> [ИЗУЧАЕМ МАТЕРИАЛ]:
#1 В какой церкви отпевали покойную, согласно тексту о тете Шуре?
#2 Перепишите из текста о тете Шуре отрывок, начиная со слов «Я хоронил ее» и заканчивая словами «крестили мою Диану.».
#3 Продолжите текст о тете Шуре, начав сразу после его последнего предложения.

> [ТЕКСТ ДЛЯ ЧТЕНИЯ]:
-----

27 августа 2008 исполнялось 85 лет Клавдии Николаевне Лайковой, нашей дальней родственнице, всегда душевно принимавшей меня и моих близких в своем доме в деревне Дубровка. В тот год из-за болезни тети Шуры я не ездил в Брянск. Но в конце августа все-таки решил дней на пять рискнуть съездить, и… не успел вернуться. Когда заканчивалась моя поездка 2 сентября тетушки не стало: мне даже не пришлось менять билеты. Так бережно ко мне ушла она. Одна, уже будучи в совсем спутанном сознании. Сиделка Маша пришла утром и застала ее в своей кровати мертвой.
Я хоронил ее в белом гробу: она никогда не была замужем. Отпевали мы ее в церкви Успения Богородицы, рядом с ее бывшей работой – на Гончарной улице. Эту церковь выбрала она сама, точнее все сослуживицы еще в советское время бегали туда за требами. В этой церкви отпевали мы почти всех наших. Там крестили меня по надобности крестить племянника Гошу, там крестили мою Диану.

-----

> [ЗАПИСАННЫЕ ДАННЫЕ]:
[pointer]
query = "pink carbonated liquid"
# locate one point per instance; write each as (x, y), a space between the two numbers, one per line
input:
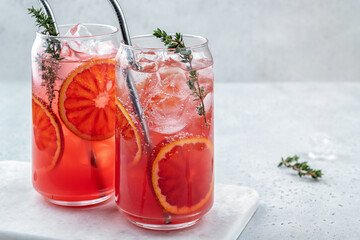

-----

> [ОТВЕТЫ К ЗАДАНИЯМ]:
#1 В церкви Успения Богородицы, рядом с ее бывшей работой на Гончарной улице.

#2
Я хоронил ее в белом гробу: она никогда не была замужем. Отпевали мы ее в церкви Успения Богородицы, рядом с ее бывшей работой – на Гончарной улице. Эту церковь выбрала она сама, точнее все сослуживицы еще в советское время бегали туда за требами. В этой церкви отпевали мы почти всех наших. Там крестили меня по надобности крестить племянника Гошу, там крестили мою Диану.

#3
Потом со мной случилась дикая и необходимая любовь. Это был Максик. Когда-то в 2005 его ко мне почти котенком привел мой вечный друг Денис Прохоров. Тогда Максик убежал, далее мы типа дружили: я пускал его ночевать. Но после смерти тетушки со мной что-то сделалось. Мой отношения с Пушинкой заканчивались и закончились в начале 2009. Мне потребовался кто-то близкий, а Максим, действительно, несколько лет был моим почти домашним человеком. Со мной случилась страсть, мучительная для обоих, так как с ним не случилось ничего. Такого с тех пор со мной не происходило никогда. Ну и наверное не надо.
                15.
Надо заканчивать. Всего все равно не скажешь. Я дошел до такой стадии, что не ищу единственного человека. Как-то незаметно для меня на рубеже нулевых и десятых – как болячка – отвалилась эта нужда. Или может быть не совсем нужда, понимание того, что это невозможно. Для меня . Здесь и сейчас. Возможно, этому послужила тяжелая моя и нереальная любовь к Максику. Он как-то называл это, да я забыл: ну что-то типа «бессмысленные мечтания». Кто знает, что происходит в человеке, как происходит. Кто знает, что в нас сейчас.
Хочется вспомнить моего настоящего котика. Пушкин. Серенький с беленьким, немножко с рыженьким. Он был и его не стало.
Позвонил некто  С.Крухмалев, пожелал быть вставленным в хронику. Вставляю.
Отдельно, роман 2000-01 с Сашей Артемовым. Там было все. Пусть он меня простит. Думаю, и я его прощаю.
К настоящему времени за 10 лет мной проведено около 80 дел. Немного. Далеко не все они судебные. Сколько выигрышей, не считаю специально. Но скажу, что что-то получается. Будем учиться дальше.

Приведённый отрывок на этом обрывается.